▶ _What to do_:
Copy out every line of the data starting with the line that contains "Would you be able to locate the cemetery" and going on through the line that contains "<point>257,181</point>". Shift each coordinate in the answers by adding 60 to it.

▶ _Provided material_:
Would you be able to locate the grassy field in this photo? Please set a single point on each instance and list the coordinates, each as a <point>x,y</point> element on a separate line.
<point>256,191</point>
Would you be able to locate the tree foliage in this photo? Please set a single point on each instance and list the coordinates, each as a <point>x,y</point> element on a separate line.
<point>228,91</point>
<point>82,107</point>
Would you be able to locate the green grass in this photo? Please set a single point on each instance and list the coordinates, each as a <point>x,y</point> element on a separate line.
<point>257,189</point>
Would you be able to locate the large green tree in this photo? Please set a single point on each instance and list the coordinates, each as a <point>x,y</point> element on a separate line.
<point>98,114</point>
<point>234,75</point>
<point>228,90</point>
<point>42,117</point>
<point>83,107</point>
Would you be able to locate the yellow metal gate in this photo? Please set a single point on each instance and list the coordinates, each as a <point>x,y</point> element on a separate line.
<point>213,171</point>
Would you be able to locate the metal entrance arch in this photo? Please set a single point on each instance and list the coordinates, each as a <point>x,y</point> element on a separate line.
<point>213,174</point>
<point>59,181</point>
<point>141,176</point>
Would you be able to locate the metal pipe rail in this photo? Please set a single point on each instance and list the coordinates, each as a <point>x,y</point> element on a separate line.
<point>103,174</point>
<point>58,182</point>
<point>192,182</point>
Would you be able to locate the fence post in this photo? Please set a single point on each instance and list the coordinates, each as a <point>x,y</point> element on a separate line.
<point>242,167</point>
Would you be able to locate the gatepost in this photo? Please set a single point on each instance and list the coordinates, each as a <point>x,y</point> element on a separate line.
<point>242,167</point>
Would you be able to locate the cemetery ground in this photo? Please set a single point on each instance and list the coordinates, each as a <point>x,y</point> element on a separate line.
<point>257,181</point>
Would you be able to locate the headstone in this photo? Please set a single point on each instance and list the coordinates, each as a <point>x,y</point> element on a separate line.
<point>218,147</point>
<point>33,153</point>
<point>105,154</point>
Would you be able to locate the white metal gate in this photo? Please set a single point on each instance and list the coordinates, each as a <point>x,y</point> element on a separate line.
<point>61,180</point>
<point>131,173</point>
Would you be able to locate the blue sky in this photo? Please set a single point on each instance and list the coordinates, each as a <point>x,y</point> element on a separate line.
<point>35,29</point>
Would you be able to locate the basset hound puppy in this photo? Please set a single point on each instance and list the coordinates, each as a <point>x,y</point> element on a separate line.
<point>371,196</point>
---
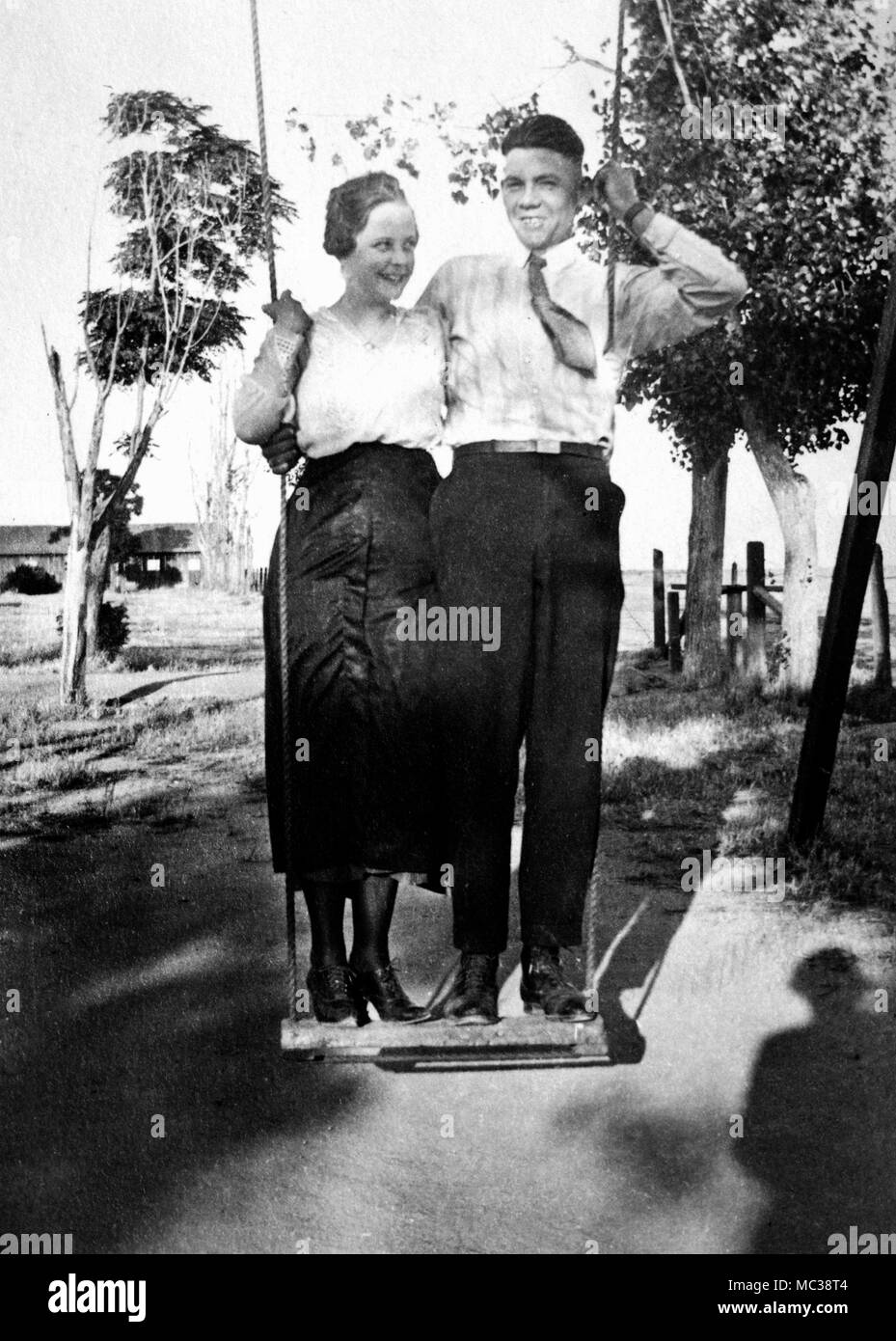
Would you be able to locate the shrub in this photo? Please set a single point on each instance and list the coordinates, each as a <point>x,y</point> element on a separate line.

▶ _Response to this task_:
Would you be able to locate the cemetery ground in this photo? Please set a single point on each instance and list the coordinates, each as a <point>x,y</point> element on a separate line.
<point>317,241</point>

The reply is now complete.